**EXERCISE DETAILS**
Extract from the records below each line that contains the string "clock", copying those lines unchanged.

===

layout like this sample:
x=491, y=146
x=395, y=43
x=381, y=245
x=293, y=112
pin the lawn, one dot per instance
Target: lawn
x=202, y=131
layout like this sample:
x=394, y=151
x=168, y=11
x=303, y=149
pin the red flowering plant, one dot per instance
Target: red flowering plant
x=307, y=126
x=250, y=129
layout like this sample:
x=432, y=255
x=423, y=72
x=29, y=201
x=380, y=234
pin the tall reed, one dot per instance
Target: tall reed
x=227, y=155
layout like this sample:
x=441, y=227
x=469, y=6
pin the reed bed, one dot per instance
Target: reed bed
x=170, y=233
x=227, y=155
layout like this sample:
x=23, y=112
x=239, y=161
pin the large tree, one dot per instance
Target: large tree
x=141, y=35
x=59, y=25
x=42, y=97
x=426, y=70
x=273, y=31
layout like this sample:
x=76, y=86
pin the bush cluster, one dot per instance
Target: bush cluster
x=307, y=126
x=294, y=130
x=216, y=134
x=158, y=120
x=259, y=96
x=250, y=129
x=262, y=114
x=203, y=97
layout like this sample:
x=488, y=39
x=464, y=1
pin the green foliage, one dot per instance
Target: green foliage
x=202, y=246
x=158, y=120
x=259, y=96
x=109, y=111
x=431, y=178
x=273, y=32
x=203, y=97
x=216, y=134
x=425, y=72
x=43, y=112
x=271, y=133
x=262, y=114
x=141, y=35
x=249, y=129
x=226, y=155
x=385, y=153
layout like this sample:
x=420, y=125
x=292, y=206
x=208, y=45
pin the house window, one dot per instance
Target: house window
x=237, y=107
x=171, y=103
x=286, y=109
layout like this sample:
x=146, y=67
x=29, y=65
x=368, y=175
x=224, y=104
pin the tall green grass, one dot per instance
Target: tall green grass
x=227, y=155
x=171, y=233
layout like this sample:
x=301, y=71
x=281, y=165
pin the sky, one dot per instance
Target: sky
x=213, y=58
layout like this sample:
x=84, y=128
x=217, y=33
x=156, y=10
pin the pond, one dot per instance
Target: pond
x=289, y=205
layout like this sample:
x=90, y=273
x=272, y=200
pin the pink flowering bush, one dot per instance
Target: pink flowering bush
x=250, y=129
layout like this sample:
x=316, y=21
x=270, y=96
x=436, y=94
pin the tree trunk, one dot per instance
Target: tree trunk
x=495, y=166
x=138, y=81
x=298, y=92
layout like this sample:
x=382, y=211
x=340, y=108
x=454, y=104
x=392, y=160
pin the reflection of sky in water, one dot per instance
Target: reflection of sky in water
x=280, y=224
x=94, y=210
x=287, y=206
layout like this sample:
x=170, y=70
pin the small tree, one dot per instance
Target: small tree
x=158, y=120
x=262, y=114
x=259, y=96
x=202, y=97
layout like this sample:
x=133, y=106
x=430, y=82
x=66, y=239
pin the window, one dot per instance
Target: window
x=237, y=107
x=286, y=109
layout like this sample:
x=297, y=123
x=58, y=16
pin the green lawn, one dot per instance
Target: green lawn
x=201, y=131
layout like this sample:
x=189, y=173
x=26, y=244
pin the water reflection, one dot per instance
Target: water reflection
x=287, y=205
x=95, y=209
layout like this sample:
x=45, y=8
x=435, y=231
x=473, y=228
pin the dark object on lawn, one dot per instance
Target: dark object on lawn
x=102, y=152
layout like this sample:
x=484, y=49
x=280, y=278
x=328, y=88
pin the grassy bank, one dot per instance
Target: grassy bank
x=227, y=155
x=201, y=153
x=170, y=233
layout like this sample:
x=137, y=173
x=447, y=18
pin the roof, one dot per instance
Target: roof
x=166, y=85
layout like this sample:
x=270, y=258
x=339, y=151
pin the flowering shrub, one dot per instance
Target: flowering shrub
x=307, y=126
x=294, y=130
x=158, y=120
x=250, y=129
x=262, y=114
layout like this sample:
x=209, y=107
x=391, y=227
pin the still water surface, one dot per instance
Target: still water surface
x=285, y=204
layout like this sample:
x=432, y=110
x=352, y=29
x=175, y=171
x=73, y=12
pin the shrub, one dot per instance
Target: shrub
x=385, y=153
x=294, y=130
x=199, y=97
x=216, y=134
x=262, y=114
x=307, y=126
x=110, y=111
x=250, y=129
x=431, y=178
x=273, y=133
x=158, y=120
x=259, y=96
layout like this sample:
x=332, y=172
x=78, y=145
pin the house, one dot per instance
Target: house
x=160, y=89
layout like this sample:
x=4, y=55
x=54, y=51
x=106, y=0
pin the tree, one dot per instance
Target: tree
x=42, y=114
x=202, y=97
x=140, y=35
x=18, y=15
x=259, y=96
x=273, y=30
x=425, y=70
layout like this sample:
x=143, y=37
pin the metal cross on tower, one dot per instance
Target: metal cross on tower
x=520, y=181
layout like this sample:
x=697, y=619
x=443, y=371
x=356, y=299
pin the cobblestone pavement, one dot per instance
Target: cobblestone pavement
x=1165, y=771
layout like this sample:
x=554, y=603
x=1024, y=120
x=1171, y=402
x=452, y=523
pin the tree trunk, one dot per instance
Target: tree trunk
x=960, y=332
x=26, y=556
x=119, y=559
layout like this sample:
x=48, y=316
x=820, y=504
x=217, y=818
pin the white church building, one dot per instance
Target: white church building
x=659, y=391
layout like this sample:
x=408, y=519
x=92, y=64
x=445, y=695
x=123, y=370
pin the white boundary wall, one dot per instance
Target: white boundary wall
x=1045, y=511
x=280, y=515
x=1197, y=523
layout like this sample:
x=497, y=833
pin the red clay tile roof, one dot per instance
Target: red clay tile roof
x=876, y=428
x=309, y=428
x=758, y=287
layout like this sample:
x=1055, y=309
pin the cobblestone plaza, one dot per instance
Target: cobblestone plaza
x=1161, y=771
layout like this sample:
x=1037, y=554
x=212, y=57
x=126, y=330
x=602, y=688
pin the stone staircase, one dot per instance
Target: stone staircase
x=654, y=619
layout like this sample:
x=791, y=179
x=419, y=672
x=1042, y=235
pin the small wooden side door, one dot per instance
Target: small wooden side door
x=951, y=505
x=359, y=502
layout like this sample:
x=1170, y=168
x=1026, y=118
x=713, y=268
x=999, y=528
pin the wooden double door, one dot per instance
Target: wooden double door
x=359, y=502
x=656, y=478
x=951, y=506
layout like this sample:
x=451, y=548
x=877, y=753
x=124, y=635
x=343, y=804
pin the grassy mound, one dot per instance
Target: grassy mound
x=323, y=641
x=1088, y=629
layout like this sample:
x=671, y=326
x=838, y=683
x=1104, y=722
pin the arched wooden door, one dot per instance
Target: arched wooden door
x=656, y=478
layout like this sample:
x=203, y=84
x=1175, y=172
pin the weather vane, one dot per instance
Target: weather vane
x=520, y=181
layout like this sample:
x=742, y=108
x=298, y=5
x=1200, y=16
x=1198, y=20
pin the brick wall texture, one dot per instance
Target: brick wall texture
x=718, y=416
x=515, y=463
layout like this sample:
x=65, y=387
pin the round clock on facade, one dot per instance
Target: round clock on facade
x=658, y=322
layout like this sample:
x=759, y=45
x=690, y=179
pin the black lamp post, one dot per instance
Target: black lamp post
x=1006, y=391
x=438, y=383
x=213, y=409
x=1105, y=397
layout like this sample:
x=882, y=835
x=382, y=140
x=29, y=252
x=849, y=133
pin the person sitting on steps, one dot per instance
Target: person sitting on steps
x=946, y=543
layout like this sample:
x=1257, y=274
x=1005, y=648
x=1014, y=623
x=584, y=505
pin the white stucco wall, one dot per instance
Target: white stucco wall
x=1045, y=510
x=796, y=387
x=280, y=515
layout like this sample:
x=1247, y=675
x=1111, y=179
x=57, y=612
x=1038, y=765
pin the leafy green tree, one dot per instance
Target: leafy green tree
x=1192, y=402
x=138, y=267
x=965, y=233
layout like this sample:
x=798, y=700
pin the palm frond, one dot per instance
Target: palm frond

===

**SOLUTION TO THIS PROBLEM**
pin the round clock on facade, one dot per instance
Target: round clock on facade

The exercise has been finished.